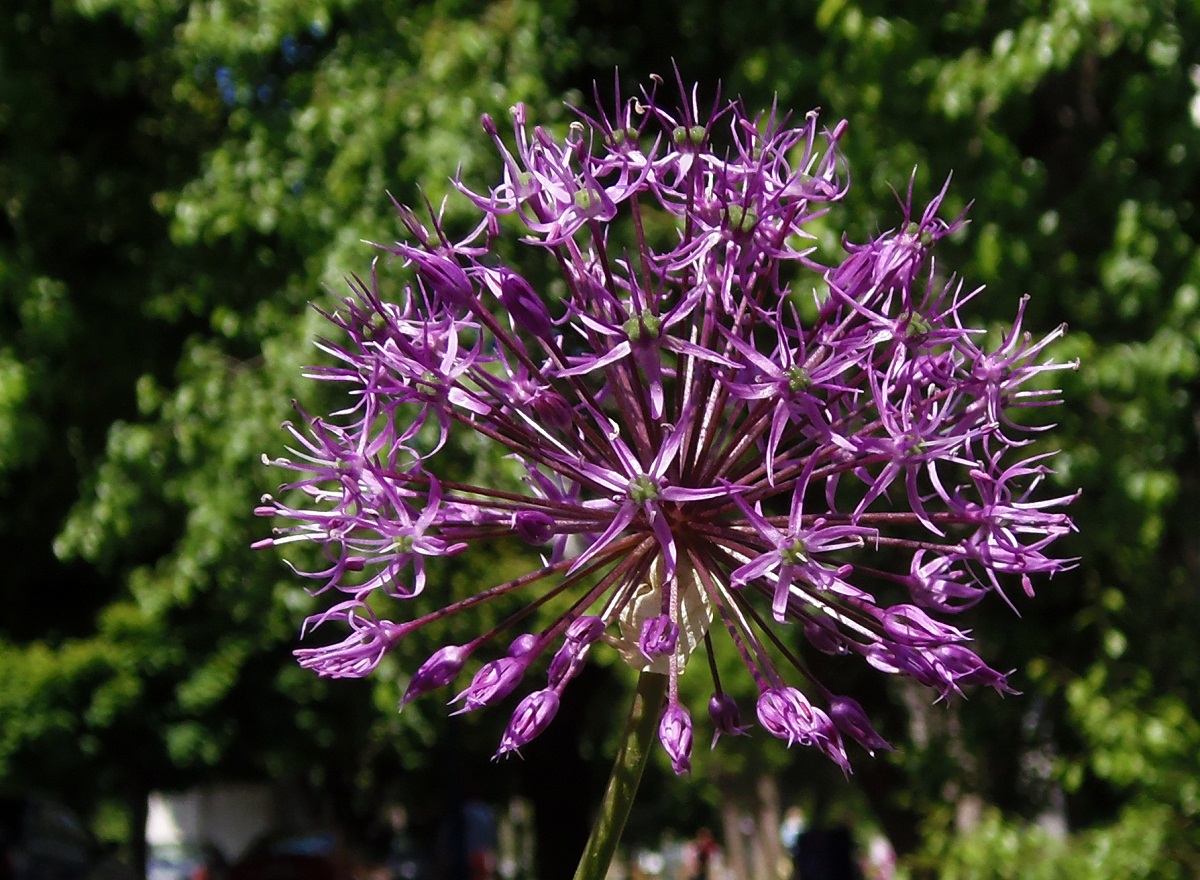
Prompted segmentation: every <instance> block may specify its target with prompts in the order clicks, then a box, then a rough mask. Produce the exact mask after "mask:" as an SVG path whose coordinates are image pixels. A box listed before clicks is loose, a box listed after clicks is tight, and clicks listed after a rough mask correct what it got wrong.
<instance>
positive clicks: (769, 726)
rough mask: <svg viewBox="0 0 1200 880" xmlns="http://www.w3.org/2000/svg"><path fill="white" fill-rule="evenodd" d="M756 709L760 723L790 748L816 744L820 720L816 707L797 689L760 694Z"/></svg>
mask: <svg viewBox="0 0 1200 880" xmlns="http://www.w3.org/2000/svg"><path fill="white" fill-rule="evenodd" d="M756 710H757V714H758V723H760V724H762V726H763V728H766V730H767V732H768V734H770V735H772V736H774V737H778V738H780V740H786V741H787V744H788V746H792V744H793V743H797V742H798V743H800V746H808V744H810V743H811V742H812V740H814V736H812V732H814V726H815V725H814V723H815V720H816V717H815V716H814V713H812V705H811V704H810V702H809V700H808V698H806V696H804V694H802V693H800V692H799V690H797V689H796V688H792V687H782V688H767V689H766V690H763V692H762V693H761V694H760V695H758V704H757V706H756Z"/></svg>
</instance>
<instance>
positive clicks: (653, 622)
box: [637, 615, 679, 660]
mask: <svg viewBox="0 0 1200 880" xmlns="http://www.w3.org/2000/svg"><path fill="white" fill-rule="evenodd" d="M678 641H679V627H677V625H676V623H674V621H672V619H671V618H670V617H668V616H667V615H656V616H655V617H648V618H646V621H644V622H643V623H642V634H641V637H640V639H638V640H637V647H638V649H640V651H641V652H642V654H644V655H646V659H647V660H653V659H654V658H655V657H662V655H665V654H670V653H671V652H672V651H674V646H676V643H677V642H678Z"/></svg>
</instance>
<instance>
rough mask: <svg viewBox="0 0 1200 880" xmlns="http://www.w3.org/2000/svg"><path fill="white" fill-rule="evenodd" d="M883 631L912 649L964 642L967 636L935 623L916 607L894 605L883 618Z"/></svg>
mask: <svg viewBox="0 0 1200 880" xmlns="http://www.w3.org/2000/svg"><path fill="white" fill-rule="evenodd" d="M881 619H882V622H883V631H884V633H887V634H888V635H890V636H892V637H893V639H895V640H896V641H898V642H900V643H901V645H908V646H910V647H918V646H926V645H944V643H946V642H955V641H964V640H965V639H966V637H967V634H966V633H964V631H962V630H961V629H956V628H955V627H952V625H949V624H947V623H941V622H940V621H935V619H934V618H931V617H930V616H929V615H926V613H925V612H924V611H922V610H920V609H919V607H917V606H916V605H893V606H892V607H889V609H886V610H884V611H883V613H882V616H881Z"/></svg>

# WORK TASK
Give back an exact reproduction of the entries, with all pictures excluded.

# EXERCISE SOLUTION
Prompted segmentation: every <instance> block may specify its target with prompts in the order clicks, then a box, then a rough mask. Produce the exact mask after "mask:" as an SVG path whose coordinates are image pixels. A box listed before clicks is loose, a box listed after clicks is tight, and clicks listed after a rough mask correct what it got wrong.
<instance>
positive clicks: (769, 726)
rough mask: <svg viewBox="0 0 1200 880" xmlns="http://www.w3.org/2000/svg"><path fill="white" fill-rule="evenodd" d="M756 709L760 723L790 748L816 744L820 720L816 707L797 689L760 694Z"/></svg>
mask: <svg viewBox="0 0 1200 880" xmlns="http://www.w3.org/2000/svg"><path fill="white" fill-rule="evenodd" d="M756 710H757V714H758V723H760V724H762V726H763V728H766V730H767V732H768V734H770V735H772V736H774V737H778V738H780V740H786V741H787V744H788V746H792V744H793V743H797V742H798V743H800V746H808V744H810V743H811V742H812V740H814V736H812V732H814V726H815V725H814V723H815V720H816V717H815V716H814V713H812V705H811V704H810V702H809V700H808V698H806V696H804V694H802V693H800V692H799V690H797V689H796V688H792V687H782V688H767V689H766V690H763V692H762V693H761V694H760V695H758V704H757V706H756Z"/></svg>
</instance>
<instance>
positive clicks: (653, 622)
box: [637, 615, 679, 660]
mask: <svg viewBox="0 0 1200 880" xmlns="http://www.w3.org/2000/svg"><path fill="white" fill-rule="evenodd" d="M678 641H679V627H677V625H676V623H674V621H672V619H671V618H670V617H668V616H667V615H656V616H655V617H648V618H646V621H644V622H643V623H642V634H641V637H640V639H638V640H637V647H638V649H640V651H641V652H642V654H644V655H646V659H647V660H653V659H654V658H655V657H662V655H665V654H670V653H671V652H672V651H674V646H676V643H677V642H678Z"/></svg>
</instance>
<instance>
rough mask: <svg viewBox="0 0 1200 880" xmlns="http://www.w3.org/2000/svg"><path fill="white" fill-rule="evenodd" d="M883 631L912 649L964 642L967 636L935 623L916 607L894 605L883 618Z"/></svg>
mask: <svg viewBox="0 0 1200 880" xmlns="http://www.w3.org/2000/svg"><path fill="white" fill-rule="evenodd" d="M881 619H882V622H883V631H884V633H887V634H888V635H890V636H892V637H893V639H895V640H896V641H898V642H900V643H901V645H908V646H910V647H918V646H926V645H944V643H946V642H955V641H964V640H965V639H966V637H967V634H966V633H964V631H962V630H961V629H956V628H955V627H952V625H949V624H947V623H941V622H940V621H935V619H934V618H931V617H930V616H929V615H926V613H925V612H924V611H922V610H920V609H919V607H917V606H916V605H893V606H892V607H889V609H886V610H884V611H883V613H882V616H881Z"/></svg>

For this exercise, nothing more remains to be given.